§ **What you should do**: Rewrite the material below, changing each "Target" to "Label" and keeping everything else the same.

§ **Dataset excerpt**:
┌──

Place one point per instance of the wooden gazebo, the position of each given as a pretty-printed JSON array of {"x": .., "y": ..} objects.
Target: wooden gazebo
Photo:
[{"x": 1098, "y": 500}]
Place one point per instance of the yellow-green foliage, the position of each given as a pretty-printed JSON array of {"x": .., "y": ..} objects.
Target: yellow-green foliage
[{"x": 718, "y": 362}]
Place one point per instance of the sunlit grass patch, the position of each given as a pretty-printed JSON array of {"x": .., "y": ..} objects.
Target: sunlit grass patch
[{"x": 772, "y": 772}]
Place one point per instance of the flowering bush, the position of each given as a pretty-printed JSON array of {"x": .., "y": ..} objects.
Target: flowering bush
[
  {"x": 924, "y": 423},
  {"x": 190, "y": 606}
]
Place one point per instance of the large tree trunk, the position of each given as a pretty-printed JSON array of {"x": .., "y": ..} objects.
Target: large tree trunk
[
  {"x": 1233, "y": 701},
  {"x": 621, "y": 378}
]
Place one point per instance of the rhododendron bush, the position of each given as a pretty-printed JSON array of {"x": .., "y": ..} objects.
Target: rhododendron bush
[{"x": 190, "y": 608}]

└──

§ **Problem solution**:
Place one point per instance of the wooden gazebo, the position of each given as a pretty-printed JSON array of {"x": .., "y": ..} objects.
Label: wooden gazebo
Photo:
[{"x": 1098, "y": 500}]
Place one point per instance of the yellow-green foliage, the position of each given as a pretty-printed JSON array of {"x": .., "y": ..} objects.
Label: yellow-green foliage
[{"x": 718, "y": 362}]
Place one point per instance of the sunlit grass patch, the position of each given as a pretty-printed JSON array of {"x": .., "y": ..} objects.
Label: sunlit grass patch
[{"x": 772, "y": 772}]
Place one point per instance of the flowering bush, the position of each given as a pretty-printed JSON array of {"x": .., "y": ..} objects.
Label: flowering bush
[
  {"x": 924, "y": 423},
  {"x": 190, "y": 606}
]
Place one point per instance of the large tree trunk, the position of each given as a pretty-printed JSON array of {"x": .., "y": ..} objects.
Label: large tree trunk
[
  {"x": 1233, "y": 701},
  {"x": 621, "y": 378}
]
Place one point per instance of the rhododendron bush, the position of each given as a pretty-printed JSON array of {"x": .., "y": ..} objects.
Label: rhododendron bush
[{"x": 190, "y": 608}]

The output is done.